[WHAT YOU ARE ASKED TO DO]
Starting at the line that holds "TARGET: snowy embankment", set down each line through the end of the listing, exactly as written and with nothing added.

"""

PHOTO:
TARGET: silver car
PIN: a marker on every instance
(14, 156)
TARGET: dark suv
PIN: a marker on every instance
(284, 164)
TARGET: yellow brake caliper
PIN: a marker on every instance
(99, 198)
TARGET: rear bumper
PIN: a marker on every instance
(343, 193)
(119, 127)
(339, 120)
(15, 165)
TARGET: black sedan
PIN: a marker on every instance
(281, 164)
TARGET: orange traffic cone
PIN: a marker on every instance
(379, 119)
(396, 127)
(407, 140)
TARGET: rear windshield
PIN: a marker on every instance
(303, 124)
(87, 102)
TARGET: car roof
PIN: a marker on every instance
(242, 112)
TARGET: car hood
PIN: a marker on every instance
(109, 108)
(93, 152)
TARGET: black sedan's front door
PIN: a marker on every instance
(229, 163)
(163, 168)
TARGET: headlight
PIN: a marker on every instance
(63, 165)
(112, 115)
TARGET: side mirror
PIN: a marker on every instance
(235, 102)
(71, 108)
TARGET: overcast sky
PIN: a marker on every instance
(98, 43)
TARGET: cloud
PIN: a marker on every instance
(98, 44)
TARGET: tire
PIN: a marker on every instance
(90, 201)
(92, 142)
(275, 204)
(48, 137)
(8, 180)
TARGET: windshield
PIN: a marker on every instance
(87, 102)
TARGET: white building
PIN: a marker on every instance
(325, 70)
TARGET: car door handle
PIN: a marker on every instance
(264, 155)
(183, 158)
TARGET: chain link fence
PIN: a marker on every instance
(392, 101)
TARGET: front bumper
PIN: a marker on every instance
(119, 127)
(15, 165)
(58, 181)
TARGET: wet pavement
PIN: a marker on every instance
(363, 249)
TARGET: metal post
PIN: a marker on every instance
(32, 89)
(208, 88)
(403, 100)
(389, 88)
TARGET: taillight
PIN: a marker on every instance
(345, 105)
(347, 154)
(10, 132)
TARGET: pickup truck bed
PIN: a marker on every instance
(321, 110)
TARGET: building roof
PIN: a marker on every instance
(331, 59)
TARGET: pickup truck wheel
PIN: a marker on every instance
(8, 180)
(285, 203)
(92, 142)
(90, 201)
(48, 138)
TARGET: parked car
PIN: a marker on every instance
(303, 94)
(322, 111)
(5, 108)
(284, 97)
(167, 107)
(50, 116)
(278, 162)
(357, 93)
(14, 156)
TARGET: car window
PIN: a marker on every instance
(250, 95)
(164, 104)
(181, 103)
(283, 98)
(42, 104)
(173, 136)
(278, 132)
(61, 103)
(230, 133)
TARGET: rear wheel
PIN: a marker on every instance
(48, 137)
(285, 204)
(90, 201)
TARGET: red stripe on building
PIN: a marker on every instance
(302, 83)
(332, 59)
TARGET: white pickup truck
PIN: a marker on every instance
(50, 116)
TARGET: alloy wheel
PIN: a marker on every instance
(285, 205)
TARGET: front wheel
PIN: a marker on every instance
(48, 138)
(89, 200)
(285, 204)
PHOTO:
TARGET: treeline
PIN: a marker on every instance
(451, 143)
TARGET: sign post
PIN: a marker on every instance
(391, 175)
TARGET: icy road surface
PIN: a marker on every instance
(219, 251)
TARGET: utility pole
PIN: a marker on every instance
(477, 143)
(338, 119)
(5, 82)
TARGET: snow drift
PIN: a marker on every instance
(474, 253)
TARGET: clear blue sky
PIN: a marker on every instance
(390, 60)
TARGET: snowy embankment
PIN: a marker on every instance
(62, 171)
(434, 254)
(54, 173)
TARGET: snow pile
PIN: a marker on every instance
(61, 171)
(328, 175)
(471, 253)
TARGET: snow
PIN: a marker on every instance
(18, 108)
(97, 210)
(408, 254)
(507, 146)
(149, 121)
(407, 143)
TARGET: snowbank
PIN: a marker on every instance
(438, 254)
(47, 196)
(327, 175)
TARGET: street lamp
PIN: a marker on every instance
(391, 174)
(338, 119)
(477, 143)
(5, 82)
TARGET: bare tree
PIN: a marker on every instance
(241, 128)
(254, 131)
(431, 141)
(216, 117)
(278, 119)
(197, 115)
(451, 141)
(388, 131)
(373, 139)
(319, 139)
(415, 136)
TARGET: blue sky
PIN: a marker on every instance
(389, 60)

"""

[EXERCISE RESPONSE]
TARGET: snowy embankment
PIN: a marker on every instance
(62, 171)
(434, 254)
(54, 173)
TARGET: snow pile
PIN: a marker on every instance
(61, 171)
(328, 175)
(471, 253)
TARGET: snow
PIN: a marker on every instance
(18, 108)
(97, 210)
(408, 254)
(507, 146)
(149, 121)
(407, 143)
TARGET: snowbank
PIN: a marker on every instance
(438, 254)
(47, 196)
(327, 175)
TARGET: street lamp
PIN: a marker on every instance
(391, 174)
(338, 119)
(477, 143)
(5, 82)
TARGET: bare tree
PIN: a marker on every instance
(241, 128)
(254, 131)
(431, 141)
(216, 117)
(278, 119)
(197, 115)
(451, 141)
(388, 131)
(373, 139)
(319, 139)
(415, 136)
TARGET: blue sky
PIN: a marker on every instance
(389, 60)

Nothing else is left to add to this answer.